Task objective:
From the line with "# test: point at every instance of the white bowl" to the final line of the records, reproduce every line exactly and only those lines.

Lines of data:
-- Start --

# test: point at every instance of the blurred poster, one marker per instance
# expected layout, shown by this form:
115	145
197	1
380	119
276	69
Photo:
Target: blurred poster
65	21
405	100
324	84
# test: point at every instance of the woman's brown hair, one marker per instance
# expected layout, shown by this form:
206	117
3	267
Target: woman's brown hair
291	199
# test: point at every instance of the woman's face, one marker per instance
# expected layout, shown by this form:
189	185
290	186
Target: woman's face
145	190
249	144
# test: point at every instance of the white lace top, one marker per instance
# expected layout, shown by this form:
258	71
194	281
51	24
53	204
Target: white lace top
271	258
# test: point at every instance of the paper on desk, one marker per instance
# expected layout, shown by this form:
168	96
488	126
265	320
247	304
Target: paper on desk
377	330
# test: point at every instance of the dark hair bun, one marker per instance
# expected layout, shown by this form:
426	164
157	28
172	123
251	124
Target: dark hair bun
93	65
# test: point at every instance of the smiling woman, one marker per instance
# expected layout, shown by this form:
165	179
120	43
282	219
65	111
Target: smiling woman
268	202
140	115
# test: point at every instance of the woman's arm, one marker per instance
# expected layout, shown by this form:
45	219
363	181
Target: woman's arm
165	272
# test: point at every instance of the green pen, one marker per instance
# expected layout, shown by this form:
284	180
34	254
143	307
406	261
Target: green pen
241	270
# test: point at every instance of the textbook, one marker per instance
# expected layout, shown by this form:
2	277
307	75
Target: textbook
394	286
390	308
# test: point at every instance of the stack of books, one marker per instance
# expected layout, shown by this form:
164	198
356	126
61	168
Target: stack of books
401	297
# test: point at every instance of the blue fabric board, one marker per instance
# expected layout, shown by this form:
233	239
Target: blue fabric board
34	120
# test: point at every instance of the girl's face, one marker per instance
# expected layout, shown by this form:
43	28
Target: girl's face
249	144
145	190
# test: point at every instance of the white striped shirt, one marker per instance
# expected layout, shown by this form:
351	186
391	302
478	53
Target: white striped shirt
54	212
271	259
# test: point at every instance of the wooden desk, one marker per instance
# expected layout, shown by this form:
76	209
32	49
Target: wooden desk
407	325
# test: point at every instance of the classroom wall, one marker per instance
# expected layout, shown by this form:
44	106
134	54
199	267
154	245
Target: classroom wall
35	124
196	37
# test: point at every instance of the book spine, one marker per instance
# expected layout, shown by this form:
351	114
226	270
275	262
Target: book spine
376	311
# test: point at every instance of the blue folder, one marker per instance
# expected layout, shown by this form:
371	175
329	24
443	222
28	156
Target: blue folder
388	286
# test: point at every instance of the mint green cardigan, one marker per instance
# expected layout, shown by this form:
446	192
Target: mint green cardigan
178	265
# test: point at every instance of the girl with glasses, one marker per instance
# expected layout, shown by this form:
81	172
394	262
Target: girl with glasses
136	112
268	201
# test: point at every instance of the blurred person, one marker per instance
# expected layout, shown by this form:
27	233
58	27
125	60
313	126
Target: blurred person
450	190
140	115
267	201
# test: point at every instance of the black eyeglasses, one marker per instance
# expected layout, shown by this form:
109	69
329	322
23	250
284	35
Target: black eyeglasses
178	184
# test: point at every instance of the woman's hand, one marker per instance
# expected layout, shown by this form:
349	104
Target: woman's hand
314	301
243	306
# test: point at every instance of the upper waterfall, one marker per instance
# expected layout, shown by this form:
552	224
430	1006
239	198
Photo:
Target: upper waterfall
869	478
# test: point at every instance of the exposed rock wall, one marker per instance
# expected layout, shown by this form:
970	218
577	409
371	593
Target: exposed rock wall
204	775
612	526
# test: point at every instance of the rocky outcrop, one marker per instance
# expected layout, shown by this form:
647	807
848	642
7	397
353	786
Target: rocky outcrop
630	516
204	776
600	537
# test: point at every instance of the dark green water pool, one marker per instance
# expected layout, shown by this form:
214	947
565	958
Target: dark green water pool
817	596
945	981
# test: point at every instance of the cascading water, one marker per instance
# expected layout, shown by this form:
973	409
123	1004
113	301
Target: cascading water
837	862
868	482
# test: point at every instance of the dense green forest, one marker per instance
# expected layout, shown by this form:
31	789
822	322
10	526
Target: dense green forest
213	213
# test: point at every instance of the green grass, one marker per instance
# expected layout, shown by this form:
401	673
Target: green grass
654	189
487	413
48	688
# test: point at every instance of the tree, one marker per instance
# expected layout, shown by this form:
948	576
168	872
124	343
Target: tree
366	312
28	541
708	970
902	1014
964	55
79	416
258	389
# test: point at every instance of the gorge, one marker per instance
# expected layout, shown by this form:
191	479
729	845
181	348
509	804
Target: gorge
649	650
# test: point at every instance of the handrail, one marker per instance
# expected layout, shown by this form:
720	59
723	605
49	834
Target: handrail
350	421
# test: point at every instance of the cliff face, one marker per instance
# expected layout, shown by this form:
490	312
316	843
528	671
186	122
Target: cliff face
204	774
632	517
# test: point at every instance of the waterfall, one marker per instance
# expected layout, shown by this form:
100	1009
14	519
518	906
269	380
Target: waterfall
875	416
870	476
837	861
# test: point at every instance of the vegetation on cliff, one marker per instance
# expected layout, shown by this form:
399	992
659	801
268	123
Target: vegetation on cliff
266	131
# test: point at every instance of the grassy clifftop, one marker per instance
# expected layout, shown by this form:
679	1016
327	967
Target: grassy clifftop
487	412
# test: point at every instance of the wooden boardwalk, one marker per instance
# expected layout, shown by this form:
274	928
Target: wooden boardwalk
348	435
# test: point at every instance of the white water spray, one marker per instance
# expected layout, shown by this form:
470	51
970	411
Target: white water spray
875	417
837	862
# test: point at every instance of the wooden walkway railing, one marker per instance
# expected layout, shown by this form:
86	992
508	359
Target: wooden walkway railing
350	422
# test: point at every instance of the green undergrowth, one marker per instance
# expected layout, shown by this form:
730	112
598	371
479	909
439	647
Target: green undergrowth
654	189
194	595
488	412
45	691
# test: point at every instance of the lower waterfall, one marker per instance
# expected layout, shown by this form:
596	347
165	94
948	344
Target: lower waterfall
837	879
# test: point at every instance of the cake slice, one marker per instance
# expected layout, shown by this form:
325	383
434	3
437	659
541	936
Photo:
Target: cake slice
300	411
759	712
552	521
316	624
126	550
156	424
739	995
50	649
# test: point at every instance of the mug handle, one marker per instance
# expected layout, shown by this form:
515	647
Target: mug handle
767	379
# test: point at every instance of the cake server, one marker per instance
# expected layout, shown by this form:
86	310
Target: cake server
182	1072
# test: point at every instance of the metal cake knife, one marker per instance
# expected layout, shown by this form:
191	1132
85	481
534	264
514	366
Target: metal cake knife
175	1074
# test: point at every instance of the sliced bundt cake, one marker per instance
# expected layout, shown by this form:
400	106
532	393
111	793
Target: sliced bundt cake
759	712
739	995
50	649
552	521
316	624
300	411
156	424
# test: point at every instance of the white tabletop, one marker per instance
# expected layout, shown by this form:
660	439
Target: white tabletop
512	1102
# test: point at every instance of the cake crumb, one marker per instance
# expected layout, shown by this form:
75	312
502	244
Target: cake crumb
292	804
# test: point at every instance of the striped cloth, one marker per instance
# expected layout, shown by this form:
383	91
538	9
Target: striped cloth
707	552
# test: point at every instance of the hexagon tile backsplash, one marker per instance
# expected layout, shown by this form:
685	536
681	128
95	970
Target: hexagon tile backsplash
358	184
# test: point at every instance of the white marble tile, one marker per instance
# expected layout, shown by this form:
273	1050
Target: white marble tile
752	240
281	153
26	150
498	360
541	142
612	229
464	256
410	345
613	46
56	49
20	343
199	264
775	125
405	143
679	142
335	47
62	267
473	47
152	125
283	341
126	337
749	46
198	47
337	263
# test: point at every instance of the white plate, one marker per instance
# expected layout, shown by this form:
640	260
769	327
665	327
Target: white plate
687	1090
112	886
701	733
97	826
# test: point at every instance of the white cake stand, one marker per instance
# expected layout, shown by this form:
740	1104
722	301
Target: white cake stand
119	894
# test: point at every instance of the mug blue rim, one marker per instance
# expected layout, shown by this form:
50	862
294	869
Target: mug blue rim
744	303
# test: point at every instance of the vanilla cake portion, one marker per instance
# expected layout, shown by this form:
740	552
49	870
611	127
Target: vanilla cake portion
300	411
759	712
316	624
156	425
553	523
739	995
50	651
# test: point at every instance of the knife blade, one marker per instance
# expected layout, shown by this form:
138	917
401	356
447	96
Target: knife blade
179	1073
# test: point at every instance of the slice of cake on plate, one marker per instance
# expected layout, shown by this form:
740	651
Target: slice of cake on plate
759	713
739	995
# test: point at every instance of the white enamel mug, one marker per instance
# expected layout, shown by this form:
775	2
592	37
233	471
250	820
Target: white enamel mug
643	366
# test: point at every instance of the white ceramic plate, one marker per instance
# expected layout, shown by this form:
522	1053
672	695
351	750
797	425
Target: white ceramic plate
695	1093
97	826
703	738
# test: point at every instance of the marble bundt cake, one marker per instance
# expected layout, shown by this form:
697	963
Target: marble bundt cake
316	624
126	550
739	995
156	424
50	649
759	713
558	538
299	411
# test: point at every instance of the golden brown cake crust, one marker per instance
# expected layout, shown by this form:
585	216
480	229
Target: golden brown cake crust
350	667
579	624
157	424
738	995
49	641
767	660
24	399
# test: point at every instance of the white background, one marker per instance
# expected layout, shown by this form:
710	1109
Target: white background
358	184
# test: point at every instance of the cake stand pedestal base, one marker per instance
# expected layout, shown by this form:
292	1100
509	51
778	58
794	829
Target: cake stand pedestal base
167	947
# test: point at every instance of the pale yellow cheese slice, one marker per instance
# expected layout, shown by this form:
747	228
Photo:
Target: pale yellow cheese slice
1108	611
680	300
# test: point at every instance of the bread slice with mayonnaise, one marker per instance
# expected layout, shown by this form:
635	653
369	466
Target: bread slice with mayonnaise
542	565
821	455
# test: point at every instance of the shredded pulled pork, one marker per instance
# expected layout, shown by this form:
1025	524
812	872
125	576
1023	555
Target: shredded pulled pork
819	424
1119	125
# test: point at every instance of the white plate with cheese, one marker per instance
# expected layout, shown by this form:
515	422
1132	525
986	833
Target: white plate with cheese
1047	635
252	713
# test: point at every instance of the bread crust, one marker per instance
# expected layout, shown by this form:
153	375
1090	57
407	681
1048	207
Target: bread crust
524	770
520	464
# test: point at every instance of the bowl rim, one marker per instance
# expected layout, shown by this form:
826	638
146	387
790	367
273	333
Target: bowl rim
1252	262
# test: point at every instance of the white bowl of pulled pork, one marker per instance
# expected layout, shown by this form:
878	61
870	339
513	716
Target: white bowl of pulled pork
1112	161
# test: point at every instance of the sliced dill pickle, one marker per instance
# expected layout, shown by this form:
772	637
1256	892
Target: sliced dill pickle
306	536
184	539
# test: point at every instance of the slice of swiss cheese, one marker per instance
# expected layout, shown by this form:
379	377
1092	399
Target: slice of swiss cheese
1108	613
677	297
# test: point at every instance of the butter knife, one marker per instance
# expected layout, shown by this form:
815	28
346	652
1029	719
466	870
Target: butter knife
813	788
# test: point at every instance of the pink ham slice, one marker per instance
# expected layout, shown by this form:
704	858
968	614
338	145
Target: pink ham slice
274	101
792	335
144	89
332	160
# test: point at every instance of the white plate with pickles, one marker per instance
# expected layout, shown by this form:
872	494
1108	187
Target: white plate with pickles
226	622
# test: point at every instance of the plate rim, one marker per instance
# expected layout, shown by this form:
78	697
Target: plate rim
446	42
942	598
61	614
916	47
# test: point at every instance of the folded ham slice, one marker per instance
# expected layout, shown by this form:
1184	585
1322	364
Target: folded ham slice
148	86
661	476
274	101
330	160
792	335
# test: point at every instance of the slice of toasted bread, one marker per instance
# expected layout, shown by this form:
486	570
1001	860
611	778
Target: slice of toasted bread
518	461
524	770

-- End --

Task output:
# test: point at every instance of the white bowl of pulled pork, one marker per instance
# expected layout, shown by this form:
878	61
870	339
513	716
Target: white bowl of pulled pork
1112	161
# test: point at every instance of the sliced dill pickle, one marker per instance
# expected layout, shown by this form:
772	637
1256	892
Target: sliced dill pickle
306	536
184	539
# test: point at every instance of the slice of swiss cheese, one marker per instance
# expected layout, shown by this form:
379	377
1092	399
Target: slice of swiss cheese
1108	613
677	297
# test: point at every instance of the butter knife, one marker per instance
# expected layout, shown by this form:
815	28
346	652
1029	719
466	870
Target: butter knife
813	788
# test: point at every instance of the pink ham slice, one marker per instance
# expected layout, shown by this form:
704	858
968	614
338	145
Target: pink ham slice
274	101
792	335
144	89
332	160
# test: point at every instance of the white plate with pickles, one marker per instance
# expected layout, shown by this form:
872	494
1108	187
Target: white plate with pickles
226	622
# test: point at every instance of the plate rim, one marker per instance
# expected layout, shown by this form:
78	697
Target: plate rim
446	42
942	598
61	614
916	47
# test: point at every instance of the folded ham slice, one marker per instance
# expected layout, shown by this form:
1184	585
1322	364
Target: folded ham slice
148	86
661	476
274	101
330	160
792	335
# test: point at every instance of the slice of toasted bread, one marker per instance
# expected layout, shown by this form:
486	570
1001	860
611	778
Target: slice of toasted bread
518	461
524	770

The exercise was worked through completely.